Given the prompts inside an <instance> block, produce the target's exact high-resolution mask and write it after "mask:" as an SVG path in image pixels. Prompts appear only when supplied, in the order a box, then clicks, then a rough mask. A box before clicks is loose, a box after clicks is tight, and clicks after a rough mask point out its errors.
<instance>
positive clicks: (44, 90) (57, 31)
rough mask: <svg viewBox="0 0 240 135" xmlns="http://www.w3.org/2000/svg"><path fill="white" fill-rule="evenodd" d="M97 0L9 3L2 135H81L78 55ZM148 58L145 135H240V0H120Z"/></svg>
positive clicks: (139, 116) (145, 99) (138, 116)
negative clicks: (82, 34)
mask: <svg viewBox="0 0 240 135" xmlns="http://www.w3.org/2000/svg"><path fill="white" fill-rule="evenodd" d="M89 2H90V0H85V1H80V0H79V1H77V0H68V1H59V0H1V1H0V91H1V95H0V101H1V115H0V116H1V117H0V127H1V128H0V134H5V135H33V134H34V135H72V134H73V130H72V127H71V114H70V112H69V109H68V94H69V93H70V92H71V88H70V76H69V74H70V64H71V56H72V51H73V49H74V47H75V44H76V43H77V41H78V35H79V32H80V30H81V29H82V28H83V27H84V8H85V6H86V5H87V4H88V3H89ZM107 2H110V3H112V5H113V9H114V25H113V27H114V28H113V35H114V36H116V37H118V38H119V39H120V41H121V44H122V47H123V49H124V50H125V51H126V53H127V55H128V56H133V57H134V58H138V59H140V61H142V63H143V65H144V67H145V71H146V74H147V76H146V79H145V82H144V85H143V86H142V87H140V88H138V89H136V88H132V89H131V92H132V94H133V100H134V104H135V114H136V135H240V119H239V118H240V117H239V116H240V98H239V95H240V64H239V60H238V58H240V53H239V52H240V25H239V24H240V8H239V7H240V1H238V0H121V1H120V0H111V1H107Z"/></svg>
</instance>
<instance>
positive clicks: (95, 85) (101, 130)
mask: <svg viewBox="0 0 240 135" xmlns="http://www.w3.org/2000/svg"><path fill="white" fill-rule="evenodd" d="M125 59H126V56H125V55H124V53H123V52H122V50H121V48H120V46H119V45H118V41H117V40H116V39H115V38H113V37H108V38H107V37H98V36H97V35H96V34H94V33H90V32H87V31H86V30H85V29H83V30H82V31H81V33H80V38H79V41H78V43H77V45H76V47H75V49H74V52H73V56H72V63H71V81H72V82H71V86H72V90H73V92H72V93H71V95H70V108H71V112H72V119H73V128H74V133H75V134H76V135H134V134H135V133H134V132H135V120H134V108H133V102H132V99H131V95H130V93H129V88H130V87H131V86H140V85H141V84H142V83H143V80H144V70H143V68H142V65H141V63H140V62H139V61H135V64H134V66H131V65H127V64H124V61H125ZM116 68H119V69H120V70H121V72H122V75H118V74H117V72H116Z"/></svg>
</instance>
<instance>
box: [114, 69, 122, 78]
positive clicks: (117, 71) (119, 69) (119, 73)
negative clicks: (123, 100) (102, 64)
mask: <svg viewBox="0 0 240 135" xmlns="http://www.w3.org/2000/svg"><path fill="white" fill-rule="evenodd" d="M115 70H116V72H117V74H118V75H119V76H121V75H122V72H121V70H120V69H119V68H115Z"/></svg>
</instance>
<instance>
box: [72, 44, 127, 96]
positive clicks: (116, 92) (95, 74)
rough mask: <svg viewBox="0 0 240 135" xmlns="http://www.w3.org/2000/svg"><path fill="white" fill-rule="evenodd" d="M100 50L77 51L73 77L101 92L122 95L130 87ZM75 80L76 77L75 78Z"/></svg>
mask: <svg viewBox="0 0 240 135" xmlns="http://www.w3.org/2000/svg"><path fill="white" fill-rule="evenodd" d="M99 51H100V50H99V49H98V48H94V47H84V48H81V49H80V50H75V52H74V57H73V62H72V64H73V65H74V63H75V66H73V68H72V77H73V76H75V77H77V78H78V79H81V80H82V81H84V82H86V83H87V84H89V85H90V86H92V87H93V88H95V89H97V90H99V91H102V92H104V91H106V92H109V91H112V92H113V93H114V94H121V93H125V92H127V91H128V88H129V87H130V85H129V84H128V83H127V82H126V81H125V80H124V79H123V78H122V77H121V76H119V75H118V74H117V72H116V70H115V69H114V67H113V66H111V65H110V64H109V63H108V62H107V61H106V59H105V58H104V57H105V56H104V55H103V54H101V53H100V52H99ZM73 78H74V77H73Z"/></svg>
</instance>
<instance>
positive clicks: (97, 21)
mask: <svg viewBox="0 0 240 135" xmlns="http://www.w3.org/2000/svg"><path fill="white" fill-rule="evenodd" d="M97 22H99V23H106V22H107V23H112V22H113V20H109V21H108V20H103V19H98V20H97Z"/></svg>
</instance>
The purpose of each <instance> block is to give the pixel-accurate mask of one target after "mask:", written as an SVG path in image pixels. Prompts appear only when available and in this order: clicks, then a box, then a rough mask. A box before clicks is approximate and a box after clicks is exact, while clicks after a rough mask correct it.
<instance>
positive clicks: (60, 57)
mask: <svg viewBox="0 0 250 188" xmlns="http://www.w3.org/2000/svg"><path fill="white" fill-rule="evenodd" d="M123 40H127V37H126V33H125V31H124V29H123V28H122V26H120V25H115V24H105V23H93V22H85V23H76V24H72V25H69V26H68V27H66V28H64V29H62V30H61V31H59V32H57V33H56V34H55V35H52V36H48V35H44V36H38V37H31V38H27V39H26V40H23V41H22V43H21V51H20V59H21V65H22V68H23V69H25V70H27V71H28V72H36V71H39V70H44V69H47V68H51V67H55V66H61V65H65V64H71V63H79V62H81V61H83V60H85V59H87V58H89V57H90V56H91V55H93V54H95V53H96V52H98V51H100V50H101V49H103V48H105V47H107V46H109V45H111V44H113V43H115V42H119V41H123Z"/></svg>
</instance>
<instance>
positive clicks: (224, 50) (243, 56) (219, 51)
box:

══════════════════════════════

• [WHAT THE TASK ASKS]: Copy out all of the data above, substituting "foreground clicks" for every occurrence of "positive clicks" and leaving everything else unchanged.

• [SOLUTION BELOW]:
Given the prompts inside an <instance> block, produce the target's exact high-resolution mask and write it after "mask:" as an SVG path in image pixels. Prompts appear only when supplied, in the order a box, then clicks, then a rough mask. A box before clicks is loose, a box after clicks is tight, and clicks after a rough mask point out its errors.
<instance>
foreground clicks: (44, 90) (57, 31)
rough mask: <svg viewBox="0 0 240 135" xmlns="http://www.w3.org/2000/svg"><path fill="white" fill-rule="evenodd" d="M97 0L9 3L2 135H81L78 55ZM148 58L145 135H240V0H120Z"/></svg>
foreground clicks: (139, 116) (145, 99) (138, 116)
negative clicks: (82, 34)
mask: <svg viewBox="0 0 240 135" xmlns="http://www.w3.org/2000/svg"><path fill="white" fill-rule="evenodd" d="M89 2H90V0H85V1H80V0H79V1H77V0H68V1H59V0H1V1H0V91H1V95H0V101H1V115H0V116H1V117H0V127H1V128H0V134H5V135H33V134H34V135H72V134H73V130H72V127H71V114H70V112H69V109H68V94H69V93H70V92H71V88H70V76H69V74H70V64H71V56H72V51H73V49H74V47H75V44H76V43H77V41H78V35H79V32H80V30H81V29H82V28H83V27H84V8H85V6H86V5H87V4H88V3H89ZM107 2H110V3H112V5H113V9H114V25H113V27H114V28H113V35H114V36H116V37H118V38H119V39H120V41H121V44H122V47H123V49H124V50H125V51H126V53H127V55H128V56H133V57H134V58H138V59H140V61H142V63H143V65H144V67H145V71H146V74H147V76H146V79H145V82H144V85H143V86H142V87H140V88H138V89H136V88H132V89H131V92H132V94H133V100H134V104H135V114H136V135H240V119H239V118H240V117H239V116H240V98H239V95H240V64H239V60H238V58H240V53H239V52H240V25H239V24H240V8H239V7H240V1H238V0H121V1H120V0H111V1H107Z"/></svg>
</instance>
<instance>
foreground clicks: (95, 85) (101, 130)
mask: <svg viewBox="0 0 240 135" xmlns="http://www.w3.org/2000/svg"><path fill="white" fill-rule="evenodd" d="M125 59H126V56H125V55H124V53H123V52H122V50H121V48H120V46H119V45H118V41H117V40H116V39H115V38H113V37H108V38H107V37H98V36H97V35H96V34H94V33H90V32H87V31H86V30H85V29H83V30H82V31H81V33H80V38H79V41H78V43H77V45H76V47H75V49H74V52H73V56H72V63H71V81H72V82H71V86H72V90H73V92H72V93H71V95H70V108H71V112H72V119H73V128H74V133H75V134H76V135H134V134H135V133H134V132H135V120H134V108H133V102H132V99H131V95H130V93H129V88H130V87H131V86H140V85H141V84H142V83H143V80H144V70H143V68H142V65H141V63H140V62H139V61H135V64H134V66H131V65H127V64H124V61H125ZM116 68H119V69H120V70H121V72H122V75H118V74H117V72H116Z"/></svg>
</instance>
<instance>
box: [114, 69, 122, 78]
foreground clicks: (117, 71) (119, 69) (119, 73)
negative clicks: (123, 100) (102, 64)
mask: <svg viewBox="0 0 240 135" xmlns="http://www.w3.org/2000/svg"><path fill="white" fill-rule="evenodd" d="M115 70H116V72H117V74H118V75H119V76H121V75H122V72H121V70H120V69H119V68H115Z"/></svg>
</instance>
<instance>
box: [72, 44, 127, 96]
foreground clicks: (116, 92) (95, 74)
rough mask: <svg viewBox="0 0 240 135" xmlns="http://www.w3.org/2000/svg"><path fill="white" fill-rule="evenodd" d="M100 50L77 51L73 77L101 92L122 95L130 87ZM75 80L76 77L75 78Z"/></svg>
mask: <svg viewBox="0 0 240 135" xmlns="http://www.w3.org/2000/svg"><path fill="white" fill-rule="evenodd" d="M99 51H100V50H99V49H98V48H94V47H84V48H81V49H80V50H75V52H74V57H73V62H72V64H73V65H74V63H75V66H73V68H72V77H73V76H75V77H77V78H78V79H81V80H82V81H84V82H86V83H87V84H89V85H90V86H92V87H93V88H95V89H97V90H99V91H102V92H104V91H106V92H109V91H112V92H113V93H114V94H121V93H125V92H127V91H128V88H129V87H130V85H129V84H128V83H127V82H126V81H125V80H124V79H123V78H122V77H121V76H119V75H118V74H117V72H116V70H115V69H114V67H113V66H111V65H110V64H109V63H108V62H107V61H106V59H105V58H104V57H105V56H104V55H103V54H101V53H100V52H99ZM73 78H74V77H73Z"/></svg>
</instance>
<instance>
foreground clicks: (97, 21)
mask: <svg viewBox="0 0 240 135" xmlns="http://www.w3.org/2000/svg"><path fill="white" fill-rule="evenodd" d="M97 22H99V23H106V22H107V23H112V22H113V20H109V21H108V20H103V19H98V20H97Z"/></svg>
</instance>
The purpose of each <instance> block is to give the pixel-accurate mask of one target after "mask:", written as an SVG path in image pixels. Prompts appear only when available and in this order: clicks, then a box, then a rough mask. A box before clicks is approximate and a box after clicks is exact, while clicks after a rough mask correct it.
<instance>
foreground clicks: (60, 57)
mask: <svg viewBox="0 0 250 188" xmlns="http://www.w3.org/2000/svg"><path fill="white" fill-rule="evenodd" d="M123 40H127V37H126V33H125V31H124V29H123V28H122V26H120V25H115V24H105V23H93V22H85V23H76V24H72V25H69V26H68V27H66V28H64V29H62V30H61V31H59V32H57V33H56V34H55V35H52V36H48V35H44V36H38V37H31V38H27V39H26V40H23V41H22V43H21V51H20V59H21V65H22V68H23V69H25V70H27V71H28V72H36V71H39V70H44V69H47V68H51V67H55V66H61V65H65V64H71V63H79V62H81V61H83V60H85V59H87V58H89V57H90V56H91V55H93V54H95V53H96V52H98V51H100V50H101V49H103V48H105V47H107V46H109V45H111V44H113V43H115V42H119V41H123Z"/></svg>
</instance>
<instance>
foreground clicks: (224, 50) (243, 56) (219, 51)
box:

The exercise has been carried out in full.